Convert the data below into a JSON list of strings, one string per line, skipping any blank lines. Leave the pictures out of the result.

Data for the task start

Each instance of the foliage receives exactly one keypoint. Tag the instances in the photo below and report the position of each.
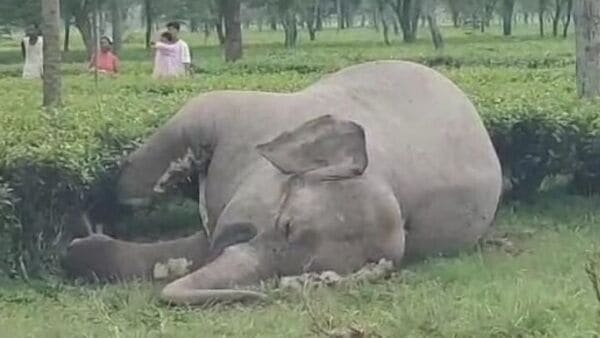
(538, 290)
(56, 162)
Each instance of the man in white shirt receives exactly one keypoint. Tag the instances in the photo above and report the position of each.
(182, 56)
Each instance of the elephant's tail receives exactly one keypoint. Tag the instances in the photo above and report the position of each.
(180, 296)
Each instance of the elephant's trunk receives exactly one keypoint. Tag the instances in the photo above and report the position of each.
(238, 265)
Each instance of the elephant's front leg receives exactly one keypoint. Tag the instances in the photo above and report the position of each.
(202, 206)
(103, 258)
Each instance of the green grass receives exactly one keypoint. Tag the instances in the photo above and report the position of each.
(543, 291)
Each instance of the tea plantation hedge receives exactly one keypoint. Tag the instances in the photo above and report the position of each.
(51, 163)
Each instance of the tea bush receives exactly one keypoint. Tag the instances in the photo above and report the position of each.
(52, 164)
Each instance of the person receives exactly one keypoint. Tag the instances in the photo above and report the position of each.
(106, 62)
(182, 56)
(166, 64)
(32, 49)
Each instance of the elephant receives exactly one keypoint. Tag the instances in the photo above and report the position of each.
(99, 257)
(378, 160)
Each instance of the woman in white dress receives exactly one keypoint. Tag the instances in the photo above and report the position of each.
(32, 48)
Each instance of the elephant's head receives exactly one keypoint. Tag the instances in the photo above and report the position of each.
(330, 216)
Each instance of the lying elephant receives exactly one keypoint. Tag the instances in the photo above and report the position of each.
(103, 258)
(384, 159)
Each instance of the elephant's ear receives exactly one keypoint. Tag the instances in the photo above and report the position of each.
(325, 148)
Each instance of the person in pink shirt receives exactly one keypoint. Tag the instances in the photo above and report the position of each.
(106, 62)
(165, 60)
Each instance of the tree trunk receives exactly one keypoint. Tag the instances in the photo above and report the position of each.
(436, 34)
(454, 12)
(233, 31)
(556, 17)
(541, 16)
(587, 28)
(508, 7)
(290, 27)
(340, 17)
(408, 12)
(319, 19)
(52, 57)
(194, 25)
(384, 24)
(219, 29)
(149, 20)
(568, 14)
(66, 42)
(116, 20)
(312, 20)
(83, 24)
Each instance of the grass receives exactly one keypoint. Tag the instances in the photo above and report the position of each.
(542, 291)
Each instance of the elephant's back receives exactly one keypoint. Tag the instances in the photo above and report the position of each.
(427, 139)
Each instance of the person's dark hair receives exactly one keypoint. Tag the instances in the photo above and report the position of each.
(108, 39)
(167, 36)
(174, 24)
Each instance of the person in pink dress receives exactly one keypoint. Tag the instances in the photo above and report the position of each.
(165, 59)
(106, 62)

Data for the task end

» Solution
[
  "Each instance of the foliage receives exactly one keypoint. Tag the instances in the photo below and report the position of each.",
  "(538, 290)",
  "(56, 162)",
  "Each instance of the man in white shirt receives exactly one keypoint. Tag the instances in the photo above and report the position of each.",
  "(182, 56)",
  "Each instance of the elephant's tail receives exactly one keypoint. Tag the instances in the photo above and report the position of each.",
  "(180, 296)",
  "Each instance of the elephant's trunk receives exactly one keypoint. Tag the instances in the photo above and report the position of each.",
  "(238, 265)",
  "Each instance of the elephant's front leg receives exactly one keypoint. Tag the instances in the photo above and report the position of each.",
  "(202, 206)",
  "(103, 258)",
  "Each instance of the green grass receives exactly one keypoint. Tag the instances in the photo above and report the position of each.",
  "(543, 291)",
  "Each instance of the tea plantation hedge receives exactly one keypoint. Tag the instances in the photo above and report the position of each.",
  "(51, 163)",
  "Each instance of the tea bush receives exactly one keypoint. Tag the instances in the photo above and report the position of each.",
  "(52, 164)",
  "Each instance of the person receives exactly one keypoint. Tag the instances in the photo above and report the position of each.",
  "(106, 62)",
  "(182, 56)",
  "(166, 64)",
  "(32, 49)",
  "Each instance of the elephant receives exactly one keypoint. Tag the instances in the photo above and report the position of each.",
  "(99, 257)",
  "(378, 160)",
  "Each instance of the woman in white dress receives exactly one keypoint. Tag the instances in the photo above and report the position of each.",
  "(32, 48)",
  "Each instance of the elephant's head receives exactly one keypoint. Tag the instances in the photo above and report the position of each.",
  "(330, 216)",
  "Each instance of the lying elephant receives exactly one keypoint. Tag the instances in the photo above and report the position of each.",
  "(103, 258)",
  "(384, 159)",
  "Each instance of the elephant's ear receives exactly one keypoint. Tag the instances in the photo above and report the position of each.",
  "(325, 148)",
  "Each instance of the person in pink shirt receives exactly one keypoint. Tag the instances in the photo above and report the position of each.",
  "(106, 62)",
  "(165, 60)",
  "Each instance of the tree trunk receives exactly one keypoint. Tag the instances in the photo above and report the position of each.",
  "(436, 34)",
  "(454, 12)",
  "(233, 31)",
  "(556, 17)",
  "(541, 16)",
  "(587, 28)",
  "(508, 7)",
  "(290, 27)",
  "(340, 17)",
  "(408, 12)",
  "(319, 19)",
  "(52, 57)",
  "(194, 25)",
  "(384, 24)",
  "(219, 29)",
  "(149, 20)",
  "(568, 14)",
  "(66, 42)",
  "(116, 20)",
  "(312, 20)",
  "(83, 24)",
  "Each instance of the grass receives exactly one keypoint. Tag the instances in the photo above and report the position of each.",
  "(542, 291)",
  "Each instance of the elephant's back receives exactly one keypoint. Tag the instances in the photo above and report the position of each.",
  "(427, 139)",
  "Each instance of the person's dark hair receives exactly one keypoint. Tag the instances in the photo above and report the position of each.",
  "(108, 39)",
  "(167, 36)",
  "(174, 24)",
  "Each instance of the person in pink dress receives exactly one keypoint. Tag the instances in the photo above and report the position of each.",
  "(165, 59)",
  "(106, 62)"
]